§ Description of the task:
In the data below, the answer is the run of lines from the line containing "positive clicks: (158, 161)" through the line containing "positive clicks: (1, 155) (2, 215)", both included; print it exactly and nothing else.
Segment Start: The input
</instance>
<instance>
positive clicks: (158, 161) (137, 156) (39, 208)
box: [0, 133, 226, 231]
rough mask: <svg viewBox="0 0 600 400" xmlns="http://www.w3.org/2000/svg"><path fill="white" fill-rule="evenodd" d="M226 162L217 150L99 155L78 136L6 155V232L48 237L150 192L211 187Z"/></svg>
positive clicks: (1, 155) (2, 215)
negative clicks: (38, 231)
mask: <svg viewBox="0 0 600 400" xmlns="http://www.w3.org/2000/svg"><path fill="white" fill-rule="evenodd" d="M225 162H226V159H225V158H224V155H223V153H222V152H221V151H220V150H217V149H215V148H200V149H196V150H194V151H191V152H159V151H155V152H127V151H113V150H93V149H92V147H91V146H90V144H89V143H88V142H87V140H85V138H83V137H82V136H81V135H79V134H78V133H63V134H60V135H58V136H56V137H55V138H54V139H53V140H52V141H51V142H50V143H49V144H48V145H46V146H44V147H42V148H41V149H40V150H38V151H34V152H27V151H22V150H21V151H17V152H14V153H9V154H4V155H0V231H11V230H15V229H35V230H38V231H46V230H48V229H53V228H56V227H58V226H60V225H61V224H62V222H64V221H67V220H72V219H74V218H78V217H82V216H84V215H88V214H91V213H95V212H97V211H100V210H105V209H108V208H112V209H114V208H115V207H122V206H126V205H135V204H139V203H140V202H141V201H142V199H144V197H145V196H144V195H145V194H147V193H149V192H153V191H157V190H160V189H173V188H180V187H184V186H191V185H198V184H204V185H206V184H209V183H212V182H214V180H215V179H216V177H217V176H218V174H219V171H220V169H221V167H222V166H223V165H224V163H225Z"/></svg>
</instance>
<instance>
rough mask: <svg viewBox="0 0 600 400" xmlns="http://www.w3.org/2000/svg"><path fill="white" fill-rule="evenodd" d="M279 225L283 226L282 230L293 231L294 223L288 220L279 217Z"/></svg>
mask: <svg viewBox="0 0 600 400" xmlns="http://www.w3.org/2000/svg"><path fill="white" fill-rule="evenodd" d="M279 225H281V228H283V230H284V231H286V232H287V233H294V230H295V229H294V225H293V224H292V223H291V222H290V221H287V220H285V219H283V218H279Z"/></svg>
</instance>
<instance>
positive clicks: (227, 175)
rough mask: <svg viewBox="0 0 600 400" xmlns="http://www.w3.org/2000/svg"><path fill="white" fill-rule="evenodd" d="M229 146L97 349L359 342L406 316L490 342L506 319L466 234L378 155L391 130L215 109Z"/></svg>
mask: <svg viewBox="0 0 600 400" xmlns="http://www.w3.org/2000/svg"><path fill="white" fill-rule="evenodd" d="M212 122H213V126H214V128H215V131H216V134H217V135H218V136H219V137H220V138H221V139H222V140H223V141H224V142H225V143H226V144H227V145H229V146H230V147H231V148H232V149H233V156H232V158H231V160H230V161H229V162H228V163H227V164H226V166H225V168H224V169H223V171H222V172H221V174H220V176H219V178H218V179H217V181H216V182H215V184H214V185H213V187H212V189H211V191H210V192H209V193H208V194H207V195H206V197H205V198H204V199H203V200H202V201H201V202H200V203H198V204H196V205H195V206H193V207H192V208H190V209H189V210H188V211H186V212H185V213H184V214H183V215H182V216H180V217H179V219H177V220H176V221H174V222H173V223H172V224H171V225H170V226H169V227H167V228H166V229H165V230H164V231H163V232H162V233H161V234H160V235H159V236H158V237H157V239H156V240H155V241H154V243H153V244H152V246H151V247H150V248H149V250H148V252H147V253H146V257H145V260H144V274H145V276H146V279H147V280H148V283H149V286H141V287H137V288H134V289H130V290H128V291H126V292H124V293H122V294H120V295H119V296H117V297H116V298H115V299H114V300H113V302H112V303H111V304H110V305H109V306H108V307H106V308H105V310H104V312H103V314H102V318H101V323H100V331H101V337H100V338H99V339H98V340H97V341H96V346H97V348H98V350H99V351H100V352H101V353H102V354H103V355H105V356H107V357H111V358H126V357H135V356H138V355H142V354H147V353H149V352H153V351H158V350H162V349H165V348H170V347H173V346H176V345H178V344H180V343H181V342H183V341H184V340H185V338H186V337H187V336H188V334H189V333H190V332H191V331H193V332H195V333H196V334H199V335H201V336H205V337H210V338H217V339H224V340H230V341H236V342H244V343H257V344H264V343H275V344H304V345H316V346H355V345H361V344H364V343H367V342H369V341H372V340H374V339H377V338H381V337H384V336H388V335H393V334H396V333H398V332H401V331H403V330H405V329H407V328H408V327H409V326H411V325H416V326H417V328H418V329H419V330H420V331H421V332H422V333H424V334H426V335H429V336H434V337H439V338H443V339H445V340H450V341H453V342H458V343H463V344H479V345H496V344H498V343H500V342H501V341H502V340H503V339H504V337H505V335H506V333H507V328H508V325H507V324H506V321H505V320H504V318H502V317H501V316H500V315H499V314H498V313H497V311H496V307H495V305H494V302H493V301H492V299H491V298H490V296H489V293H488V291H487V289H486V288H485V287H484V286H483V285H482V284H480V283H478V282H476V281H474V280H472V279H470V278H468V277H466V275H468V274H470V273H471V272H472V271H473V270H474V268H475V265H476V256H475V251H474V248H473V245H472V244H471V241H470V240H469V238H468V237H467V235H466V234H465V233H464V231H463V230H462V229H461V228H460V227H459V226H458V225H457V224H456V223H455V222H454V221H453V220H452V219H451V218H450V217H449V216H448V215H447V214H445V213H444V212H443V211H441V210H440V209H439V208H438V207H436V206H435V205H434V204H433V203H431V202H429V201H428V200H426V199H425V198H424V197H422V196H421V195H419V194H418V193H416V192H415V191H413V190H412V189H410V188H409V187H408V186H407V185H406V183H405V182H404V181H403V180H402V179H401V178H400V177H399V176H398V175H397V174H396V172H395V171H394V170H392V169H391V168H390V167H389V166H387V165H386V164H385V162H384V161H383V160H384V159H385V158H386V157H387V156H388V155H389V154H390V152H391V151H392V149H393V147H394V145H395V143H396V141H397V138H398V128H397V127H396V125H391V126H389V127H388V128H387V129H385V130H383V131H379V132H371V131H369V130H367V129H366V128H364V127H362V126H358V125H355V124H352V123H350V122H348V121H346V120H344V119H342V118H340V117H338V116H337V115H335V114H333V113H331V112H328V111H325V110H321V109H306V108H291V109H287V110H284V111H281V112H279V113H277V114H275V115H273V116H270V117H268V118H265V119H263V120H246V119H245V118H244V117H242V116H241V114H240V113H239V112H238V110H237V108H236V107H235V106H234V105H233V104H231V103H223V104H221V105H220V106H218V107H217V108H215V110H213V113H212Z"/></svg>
Segment End: The input
§ Result below:
positive clicks: (158, 161) (137, 156) (39, 208)
box: [0, 133, 226, 231]
rough mask: <svg viewBox="0 0 600 400" xmlns="http://www.w3.org/2000/svg"><path fill="white" fill-rule="evenodd" d="M226 162L217 150L99 155L78 136L6 155V232L48 237L150 192L211 187Z"/></svg>
positive clicks: (1, 155) (2, 215)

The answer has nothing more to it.